Selected excerpt:

She was 5, and had been dumped by her previous family because they supposedly had a baby that was allergic. She was in the side room because she didn't do well in the kennel. She had been there for 6 months, and chances weren't looking good for her. She had some dog aggression and was sensitive about her tail and feet being touched. I brought my other dog to meet her and... love at first sight.
She was a great girl. Perfectly housebroken and well trained, although if you touched her tail or feet she would grump at you. So I guess I could understand how that could be mistaken for aggression, I imagine the other young kids probably pulled her tail and messed with her once too often, although there was no biting.
I could leave food on the counter to defrost and leave the house, and it would be there when I got back. I could leave my dinner within reach and go out to the kitchen, and although she kept a VERY watchful eye on it she never touched it.

How to complete this task: Please explain, in one to three sentences, why the dog in the adoption account was kept in the side room. The listing that follows comes from a separate source.

Dataset records:
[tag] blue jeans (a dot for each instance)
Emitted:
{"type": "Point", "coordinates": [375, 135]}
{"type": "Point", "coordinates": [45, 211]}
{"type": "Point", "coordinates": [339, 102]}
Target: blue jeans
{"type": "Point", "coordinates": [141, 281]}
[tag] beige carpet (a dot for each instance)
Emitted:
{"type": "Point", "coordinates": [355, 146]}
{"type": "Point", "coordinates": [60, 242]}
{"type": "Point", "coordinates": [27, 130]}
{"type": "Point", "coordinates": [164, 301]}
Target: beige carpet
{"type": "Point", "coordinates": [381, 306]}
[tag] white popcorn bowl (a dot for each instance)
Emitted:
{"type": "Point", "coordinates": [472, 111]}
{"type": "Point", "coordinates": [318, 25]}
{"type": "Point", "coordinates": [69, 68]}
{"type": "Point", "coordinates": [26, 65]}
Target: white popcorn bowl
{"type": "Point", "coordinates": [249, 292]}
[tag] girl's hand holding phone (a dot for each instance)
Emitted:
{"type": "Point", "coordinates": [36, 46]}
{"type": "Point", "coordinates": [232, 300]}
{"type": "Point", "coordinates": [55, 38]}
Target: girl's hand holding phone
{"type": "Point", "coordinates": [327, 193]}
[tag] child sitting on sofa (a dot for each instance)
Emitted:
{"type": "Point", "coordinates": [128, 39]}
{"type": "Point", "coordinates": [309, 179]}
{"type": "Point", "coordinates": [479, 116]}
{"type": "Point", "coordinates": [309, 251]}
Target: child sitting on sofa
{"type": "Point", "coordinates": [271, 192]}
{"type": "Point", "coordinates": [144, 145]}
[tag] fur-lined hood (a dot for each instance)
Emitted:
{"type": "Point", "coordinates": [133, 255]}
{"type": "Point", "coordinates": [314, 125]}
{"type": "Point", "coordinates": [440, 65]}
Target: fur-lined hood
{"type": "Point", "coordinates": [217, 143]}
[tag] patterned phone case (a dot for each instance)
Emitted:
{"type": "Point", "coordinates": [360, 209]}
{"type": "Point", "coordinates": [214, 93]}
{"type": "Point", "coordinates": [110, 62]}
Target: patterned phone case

Answer section: She was kept in the side room because she didn't do well in the kennel.